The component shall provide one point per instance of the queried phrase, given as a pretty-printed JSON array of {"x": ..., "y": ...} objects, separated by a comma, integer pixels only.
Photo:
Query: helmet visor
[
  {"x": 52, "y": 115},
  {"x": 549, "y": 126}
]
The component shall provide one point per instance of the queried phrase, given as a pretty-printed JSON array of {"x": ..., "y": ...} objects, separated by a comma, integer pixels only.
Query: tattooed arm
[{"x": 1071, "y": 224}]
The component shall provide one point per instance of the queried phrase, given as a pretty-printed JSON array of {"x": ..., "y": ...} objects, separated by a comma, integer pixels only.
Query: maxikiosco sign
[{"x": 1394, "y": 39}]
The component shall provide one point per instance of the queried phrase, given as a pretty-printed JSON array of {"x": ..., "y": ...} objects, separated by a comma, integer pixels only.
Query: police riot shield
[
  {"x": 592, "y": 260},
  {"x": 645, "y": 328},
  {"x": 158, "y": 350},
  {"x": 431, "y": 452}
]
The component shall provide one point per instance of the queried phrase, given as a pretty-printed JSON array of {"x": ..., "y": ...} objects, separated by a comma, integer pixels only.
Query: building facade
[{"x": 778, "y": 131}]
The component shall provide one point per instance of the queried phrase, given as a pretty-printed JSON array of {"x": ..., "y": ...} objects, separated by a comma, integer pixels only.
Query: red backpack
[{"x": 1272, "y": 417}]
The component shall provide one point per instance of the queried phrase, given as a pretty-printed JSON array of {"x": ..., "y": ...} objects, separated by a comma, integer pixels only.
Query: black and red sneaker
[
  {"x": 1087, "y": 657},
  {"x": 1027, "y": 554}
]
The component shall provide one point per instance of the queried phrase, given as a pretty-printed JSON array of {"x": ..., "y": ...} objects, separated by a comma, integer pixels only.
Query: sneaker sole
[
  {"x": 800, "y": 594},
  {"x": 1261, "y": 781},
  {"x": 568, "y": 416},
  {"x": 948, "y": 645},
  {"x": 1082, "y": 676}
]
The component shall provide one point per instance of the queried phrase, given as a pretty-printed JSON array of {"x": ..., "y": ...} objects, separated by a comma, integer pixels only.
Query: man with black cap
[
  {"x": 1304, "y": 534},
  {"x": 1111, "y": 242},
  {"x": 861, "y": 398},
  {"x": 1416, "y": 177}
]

### Instruction:
Print every entry exactly as written.

### Reply to the task:
The component shall provide one point per instance of the queried phrase, given as a pretty-printed JSON array of {"x": ..., "y": ...} objects, separated by a comma, integer pixels only.
Photo:
Query: helmet visor
[
  {"x": 52, "y": 115},
  {"x": 549, "y": 126}
]
The component shall provide one point per instance of the queried phrase, given as a pretty-printed JSON array of {"x": ..., "y": ...} objects, separated by a comma, integer pixels only.
Query: tattooed arm
[{"x": 1071, "y": 224}]
The component shall provide one point per instance of the queried phrase, given as a pretty-printed JSON array of {"x": ..., "y": ...} objects, separated by a comma, integer pixels only.
Query: maxikiosco sign
[{"x": 1394, "y": 39}]
The component shall provide one point per instance of the queried phrase, given as a pretty-printed JSON array of {"x": ..., "y": ...} objects, separated by a comma, integer pixels only.
Query: police riot shield
[
  {"x": 592, "y": 260},
  {"x": 645, "y": 328},
  {"x": 158, "y": 350},
  {"x": 431, "y": 452}
]
The component shall provide one point per instance of the queried phrase, given as a pretty-printed JSON array of {"x": ..., "y": ...} objects, separated by a comma, integer pixels only.
Query: building facade
[{"x": 778, "y": 131}]
The component shall provide one point per instance of the queried phrase, given as a pretty-printed JSON array of {"x": ..., "y": ...} objects, separated by a comma, integer pixels only.
Query: red backpack
[{"x": 1272, "y": 417}]
The component shall provide one point per instance of the queried phrase, given as a pretty-printed JSON array of {"x": ..., "y": ...} objects, separated by a comma, integer pixels only.
Query: black and red sneaker
[
  {"x": 1087, "y": 657},
  {"x": 1027, "y": 554}
]
The component shall provide one point per instance of the queried phrase, given as a pretty-printed JSON array of {"x": ..., "y": ...} objects, separated by a comma, integer pixels only.
Query: sneaker sole
[
  {"x": 800, "y": 594},
  {"x": 1261, "y": 781},
  {"x": 568, "y": 416},
  {"x": 948, "y": 645},
  {"x": 1082, "y": 676}
]
The component shall provide one point per instance of the queried phrase, given as a pretty-printed JSON array of {"x": ..., "y": ...} objects, separated by a comma, integer pixels only.
Query: man with black cap
[
  {"x": 1304, "y": 534},
  {"x": 1111, "y": 242},
  {"x": 861, "y": 398},
  {"x": 1416, "y": 177}
]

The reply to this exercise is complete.